### Task description:
Copy the following lines verbatim, omitting the pictures from your output.

━━━━━ Input data

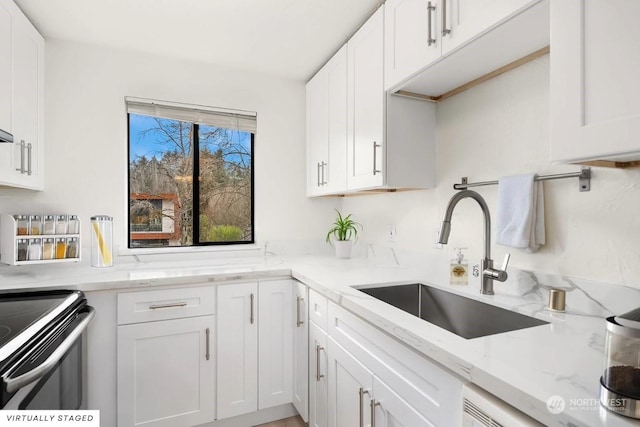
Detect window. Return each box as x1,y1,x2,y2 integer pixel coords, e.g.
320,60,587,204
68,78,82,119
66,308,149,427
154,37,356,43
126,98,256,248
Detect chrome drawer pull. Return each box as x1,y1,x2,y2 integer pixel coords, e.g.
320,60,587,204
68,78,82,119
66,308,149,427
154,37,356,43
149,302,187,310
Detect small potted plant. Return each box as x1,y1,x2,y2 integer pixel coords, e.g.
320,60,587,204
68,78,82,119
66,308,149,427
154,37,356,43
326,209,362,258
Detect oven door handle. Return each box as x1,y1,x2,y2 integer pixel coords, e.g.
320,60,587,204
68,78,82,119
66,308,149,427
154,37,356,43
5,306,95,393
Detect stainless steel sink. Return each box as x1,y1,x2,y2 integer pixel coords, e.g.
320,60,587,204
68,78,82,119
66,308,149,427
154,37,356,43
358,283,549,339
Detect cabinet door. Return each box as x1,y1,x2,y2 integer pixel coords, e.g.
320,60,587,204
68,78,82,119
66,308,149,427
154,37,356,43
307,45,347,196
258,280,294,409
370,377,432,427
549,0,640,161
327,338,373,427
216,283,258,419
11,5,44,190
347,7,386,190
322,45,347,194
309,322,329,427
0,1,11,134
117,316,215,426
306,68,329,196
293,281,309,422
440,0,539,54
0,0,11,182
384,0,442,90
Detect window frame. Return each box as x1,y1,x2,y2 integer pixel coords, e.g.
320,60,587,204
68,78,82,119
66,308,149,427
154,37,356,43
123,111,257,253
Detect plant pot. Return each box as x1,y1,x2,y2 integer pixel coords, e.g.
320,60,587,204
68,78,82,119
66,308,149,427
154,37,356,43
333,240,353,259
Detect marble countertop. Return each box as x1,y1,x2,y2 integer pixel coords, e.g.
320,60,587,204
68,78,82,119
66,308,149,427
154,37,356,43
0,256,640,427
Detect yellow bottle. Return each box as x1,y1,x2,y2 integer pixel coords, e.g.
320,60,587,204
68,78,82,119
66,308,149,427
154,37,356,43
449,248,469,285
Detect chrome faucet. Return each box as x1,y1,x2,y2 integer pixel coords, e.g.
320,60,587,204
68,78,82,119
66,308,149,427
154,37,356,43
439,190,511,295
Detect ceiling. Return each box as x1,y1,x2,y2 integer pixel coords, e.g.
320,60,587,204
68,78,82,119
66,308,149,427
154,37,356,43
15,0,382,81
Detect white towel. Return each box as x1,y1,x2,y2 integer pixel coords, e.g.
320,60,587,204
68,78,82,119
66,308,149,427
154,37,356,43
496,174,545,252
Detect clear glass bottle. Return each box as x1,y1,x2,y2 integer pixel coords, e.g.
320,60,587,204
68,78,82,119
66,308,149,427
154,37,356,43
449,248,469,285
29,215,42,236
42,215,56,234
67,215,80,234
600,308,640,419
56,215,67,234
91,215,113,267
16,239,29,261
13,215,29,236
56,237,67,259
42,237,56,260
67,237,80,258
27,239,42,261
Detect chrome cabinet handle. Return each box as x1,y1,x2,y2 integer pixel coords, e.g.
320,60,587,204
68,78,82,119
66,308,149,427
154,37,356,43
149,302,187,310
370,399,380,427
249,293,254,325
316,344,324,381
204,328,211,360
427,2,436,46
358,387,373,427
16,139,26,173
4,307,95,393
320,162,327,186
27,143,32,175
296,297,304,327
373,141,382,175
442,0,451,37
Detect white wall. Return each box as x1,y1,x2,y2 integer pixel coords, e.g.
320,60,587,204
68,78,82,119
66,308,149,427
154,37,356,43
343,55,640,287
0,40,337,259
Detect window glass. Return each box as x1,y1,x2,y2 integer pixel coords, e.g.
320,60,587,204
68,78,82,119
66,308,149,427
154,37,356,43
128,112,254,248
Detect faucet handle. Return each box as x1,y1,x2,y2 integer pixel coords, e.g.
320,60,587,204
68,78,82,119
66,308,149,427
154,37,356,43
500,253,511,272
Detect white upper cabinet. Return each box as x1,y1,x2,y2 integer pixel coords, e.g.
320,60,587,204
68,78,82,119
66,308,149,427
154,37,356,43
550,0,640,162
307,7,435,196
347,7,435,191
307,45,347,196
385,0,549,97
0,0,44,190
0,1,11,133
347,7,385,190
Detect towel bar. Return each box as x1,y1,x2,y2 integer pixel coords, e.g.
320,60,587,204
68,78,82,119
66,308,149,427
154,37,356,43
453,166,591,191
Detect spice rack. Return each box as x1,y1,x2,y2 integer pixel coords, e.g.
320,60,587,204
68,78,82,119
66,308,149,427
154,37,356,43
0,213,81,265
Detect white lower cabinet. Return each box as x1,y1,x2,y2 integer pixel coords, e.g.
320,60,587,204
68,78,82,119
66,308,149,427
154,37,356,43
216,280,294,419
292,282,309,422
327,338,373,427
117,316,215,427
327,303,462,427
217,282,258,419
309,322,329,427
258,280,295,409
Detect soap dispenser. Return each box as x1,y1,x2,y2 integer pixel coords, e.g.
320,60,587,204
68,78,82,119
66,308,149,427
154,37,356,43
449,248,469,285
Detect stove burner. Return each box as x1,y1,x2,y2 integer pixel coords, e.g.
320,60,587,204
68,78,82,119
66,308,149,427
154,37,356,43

━━━━━━━━━━

### Expected answer:
Detect window. Return each box as x1,y1,x2,y2 integer pixel coords, e.g.
320,60,587,204
68,78,82,119
66,308,149,427
154,37,356,43
126,98,256,248
Detect chrome drawer pull. Return each box as x1,y1,x2,y2 integer pixel coords, e.g.
320,60,587,204
68,78,82,119
66,308,149,427
154,37,356,43
149,302,187,310
Detect small potted plant. Return each box as x1,y1,x2,y2 integer pixel coords, e.g.
320,60,587,204
68,78,82,119
66,308,149,427
154,37,356,43
326,209,362,258
Detect oven door handle. Return each box as x1,y1,x2,y2 integer pixel coords, e.g.
320,60,587,204
68,78,82,119
66,308,149,427
154,37,356,43
5,306,95,393
Detect stainless steel sink. Return each box as x1,y1,x2,y2 integer pixel coords, e.g.
320,60,587,204
68,78,82,119
66,308,149,427
154,37,356,43
358,283,549,339
Detect cabinet door. Return each box as x1,y1,x2,y2 integer pixel coords, e.g.
320,60,587,204
68,78,82,119
66,308,149,427
154,37,356,43
307,45,347,196
258,280,294,409
370,377,432,427
549,0,640,161
327,338,373,427
216,283,258,419
11,5,44,190
347,7,386,190
322,45,347,194
309,322,329,427
0,1,11,134
117,316,215,426
306,68,329,196
293,281,309,422
440,0,539,54
0,0,11,182
384,0,442,90
Detect window frame. Return each box as x1,y1,x2,y2 integer pixel coords, e.g.
320,60,587,204
68,78,82,119
66,308,149,427
154,37,356,43
123,111,257,253
Detect plant pot. Return each box as x1,y1,x2,y2 integer pixel coords, e.g.
320,60,587,204
68,78,82,119
66,308,149,427
154,37,356,43
333,240,353,259
Detect marble countertop. Return each box as x1,y1,x2,y2 integer pixel coords, e.g.
320,60,587,204
68,78,82,119
66,308,149,427
154,37,356,43
0,256,640,427
Detect yellow bottle. Return each box as x1,y1,x2,y2 integer pixel coords, e.g.
320,60,587,204
68,78,82,119
66,308,149,427
154,37,356,43
449,248,469,285
Detect chrome faucet. Return each box as x1,y1,x2,y2 integer pixel coords, e.g.
320,60,587,204
68,78,82,119
66,308,149,427
154,37,356,43
439,190,511,295
Detect ceiling. Return each box as x1,y1,x2,y2 integer pixel coords, e.g.
320,60,587,204
68,78,82,119
66,308,149,427
154,37,356,43
15,0,382,81
Detect white towel. Return each box as x1,y1,x2,y2 integer pixel coords, e.g.
320,60,587,204
68,78,82,119
66,308,149,427
154,37,356,43
496,174,545,252
Detect clear glass bottle. Return each box as x1,y1,x2,y2 integer pixel coords, e.g.
320,60,587,204
68,78,82,119
66,308,149,427
154,37,356,43
449,248,469,285
29,215,42,236
42,215,56,234
67,215,80,234
600,308,640,419
56,215,67,234
91,215,113,267
16,239,29,261
13,215,29,236
56,237,67,259
42,237,56,260
67,237,80,258
27,239,42,261
Detect chrome cabinet handle. Return each box as x1,y1,x2,y2 integer pixel coords, e.g.
320,60,587,204
68,78,82,119
66,308,149,427
154,37,356,43
149,302,187,310
370,399,380,427
249,293,254,325
316,344,324,381
204,328,211,360
427,2,436,46
358,387,373,427
16,139,26,173
4,307,95,393
320,162,327,186
27,143,32,175
296,297,304,327
373,141,382,175
442,0,451,37
Detect white wall. Return each box as x1,y1,x2,y2 integer pixel coords, e.g.
320,60,587,204
68,78,82,119
66,308,149,427
154,37,356,43
343,55,640,287
0,40,337,259
Detect window glass. Return each box as x1,y1,x2,y2 integer pixel coords, e.g.
320,60,587,204
68,78,82,119
66,308,149,427
154,37,356,43
128,112,254,248
Detect faucet handle. Return each box as x1,y1,x2,y2 integer pixel coords, e.g.
320,60,587,204
68,78,82,119
66,308,149,427
154,37,356,43
500,253,511,272
Detect white upper cabinet. Return each box as x1,y1,x2,y2 integer pixel coords, e.g.
320,60,587,204
68,78,82,119
66,308,149,427
154,37,356,43
550,0,640,162
307,7,435,196
347,7,435,191
307,45,347,196
385,0,549,97
0,0,44,190
0,1,11,133
347,7,385,190
Detect towel bar. Return each box as x1,y1,x2,y2 integer pixel coords, e.g.
320,60,587,204
68,78,82,119
66,308,149,427
154,37,356,43
453,166,591,191
Detect spice rack. Return each box as x1,y1,x2,y2 integer pixel coords, e.g.
320,60,587,204
68,78,82,119
66,308,149,427
154,37,356,43
0,213,81,265
Detect white lower cabinet. Return each box as x1,y1,x2,y2 integer pixel coords, e.g.
320,60,587,204
68,78,82,119
66,308,149,427
154,37,356,43
216,280,294,419
292,282,309,422
327,338,373,427
117,316,215,427
327,303,462,427
217,282,258,419
309,322,329,427
258,280,295,409
Detect soap dispenser. Return each box as x1,y1,x2,y2 integer pixel coords, e.g.
320,60,587,204
68,78,82,119
66,308,149,427
154,37,356,43
449,248,469,285
Detect stove burner. Return each box as x1,y1,x2,y2 integer pixel coords, e.g.
320,60,587,204
68,78,82,119
66,308,149,427
154,37,356,43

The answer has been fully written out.